-- Begin --

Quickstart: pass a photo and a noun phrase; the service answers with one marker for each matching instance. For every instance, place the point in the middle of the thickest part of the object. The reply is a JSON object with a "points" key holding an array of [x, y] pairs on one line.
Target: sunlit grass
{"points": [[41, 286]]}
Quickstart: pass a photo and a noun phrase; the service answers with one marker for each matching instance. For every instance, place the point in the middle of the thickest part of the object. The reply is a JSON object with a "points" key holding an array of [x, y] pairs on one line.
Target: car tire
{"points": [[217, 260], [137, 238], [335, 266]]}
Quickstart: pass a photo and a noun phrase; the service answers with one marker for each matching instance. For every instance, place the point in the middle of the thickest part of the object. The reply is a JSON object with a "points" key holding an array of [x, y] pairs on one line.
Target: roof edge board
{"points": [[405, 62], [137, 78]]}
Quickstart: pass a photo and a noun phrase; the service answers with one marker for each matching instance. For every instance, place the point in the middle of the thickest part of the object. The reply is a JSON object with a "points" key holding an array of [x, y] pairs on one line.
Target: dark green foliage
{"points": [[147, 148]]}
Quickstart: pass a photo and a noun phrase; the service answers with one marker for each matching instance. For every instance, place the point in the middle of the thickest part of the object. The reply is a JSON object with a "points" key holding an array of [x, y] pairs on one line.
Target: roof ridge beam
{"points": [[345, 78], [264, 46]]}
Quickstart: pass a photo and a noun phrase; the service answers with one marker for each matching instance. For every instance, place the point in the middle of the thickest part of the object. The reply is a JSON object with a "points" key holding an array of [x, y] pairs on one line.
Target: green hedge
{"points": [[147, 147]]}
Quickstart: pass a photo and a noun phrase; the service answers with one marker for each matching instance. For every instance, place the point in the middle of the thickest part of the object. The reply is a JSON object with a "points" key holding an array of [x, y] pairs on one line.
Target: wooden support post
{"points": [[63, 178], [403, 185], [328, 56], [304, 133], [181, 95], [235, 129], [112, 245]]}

-- End --

▶ _SET PROBLEM_:
Copy out each record from above, exactly.

▶ _OUTPUT FOR THIS EXERCISE_:
Quickstart: pass a photo and a noun phrase; the service answers with one marker for each matching instance. For every instance, place the point in the middle of the thickest part of the object. The reply is a JSON object with a "points" key holding an array of [x, y] pairs on one line.
Target: sunlit grass
{"points": [[41, 286]]}
Quickstart: pass a photo and a noun phrase; the service answers with one marker for each matching instance. For every instance, place the point in the middle of the thickest part of the object. The reply is a JSON object with a "points" key holding an array of [x, y] pairs on one line.
Target: car tire
{"points": [[217, 260], [137, 238], [335, 266]]}
Quickstart: pass a photo and a noun phrase; the service answers with one marker for each matching instance. For every instance, place the point in the middle of the thickest part of the object. The reply is a JSON object with a "points" key holding an array of [x, y] pairs on one line.
Target: roof edge board
{"points": [[405, 62], [137, 78]]}
Quickstart: pass a photo and a noun phrase; the service answers with one marker for each matching instance. For every instance, place the point in the middle of the thickest part of the object. The reply is a JSON object with a "points" key holding an array of [x, y] pairs on one line.
Target: dark green foliage
{"points": [[147, 148]]}
Quickstart: pass a photo and a noun phrase; the service answers with one marker for each matching instance. For every instance, place the point in the middle of the thickest part of the object. The reply is a JSON object with a "points" key holding an array of [x, y] pairs on one line.
Target: roof ridge beam
{"points": [[345, 78], [264, 46]]}
Quickstart: pass a photo and a noun phrase; the service answers with one marker for each matching instance. For every instance, place the point in the middle of the thickest part of the object. The reply is a JSON object with a "points" key holding an array of [x, y] pairs on one line.
Target: green hedge
{"points": [[147, 147]]}
Quickstart: pass a photo and a noun phrase; the service answers with one marker for each matching instance. For every instance, place the point in the middle of the thickest part of the object. The reply is a JSON object with a "points" key holding an array of [x, y] pairs on one line.
Target: wooden support post
{"points": [[63, 178], [403, 185], [328, 56], [304, 133], [181, 95], [235, 129], [112, 245]]}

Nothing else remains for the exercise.